-- START Given records --

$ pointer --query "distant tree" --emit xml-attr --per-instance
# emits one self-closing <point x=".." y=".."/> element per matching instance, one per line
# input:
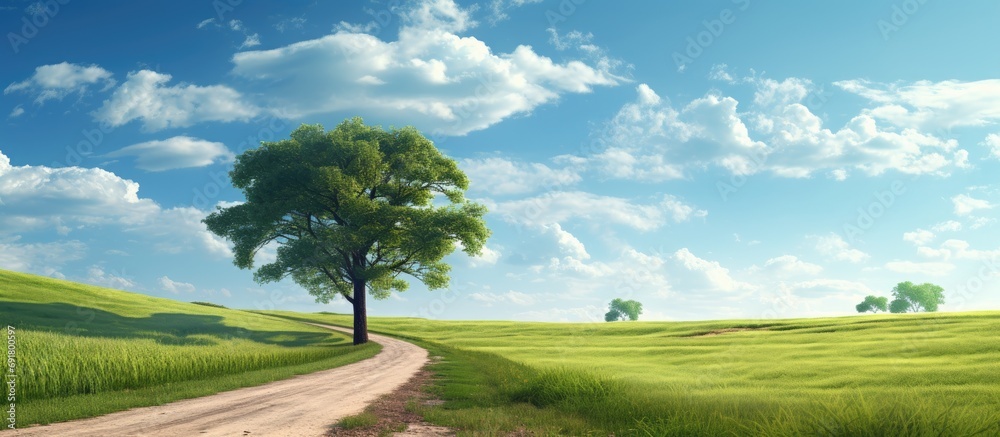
<point x="623" y="310"/>
<point x="873" y="304"/>
<point x="351" y="209"/>
<point x="915" y="298"/>
<point x="898" y="306"/>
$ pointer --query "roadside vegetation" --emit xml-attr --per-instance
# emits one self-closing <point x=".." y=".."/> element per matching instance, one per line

-- END Given records --

▶ **Exercise details**:
Write out every line of the items above unchanged, leaving out the pictures.

▶ **Answer to the problem**:
$ pointer --query "distant tree" --emit xml-attr --per-instance
# emits one self-closing <point x=".." y=".."/> element per matching instance, one per line
# input:
<point x="623" y="310"/>
<point x="873" y="304"/>
<point x="351" y="209"/>
<point x="915" y="298"/>
<point x="898" y="306"/>
$ pointer --query "roadside vegetation" --emit xml-attr --per-instance
# emits one self-closing <point x=".." y=".."/> element per matching instance, one per line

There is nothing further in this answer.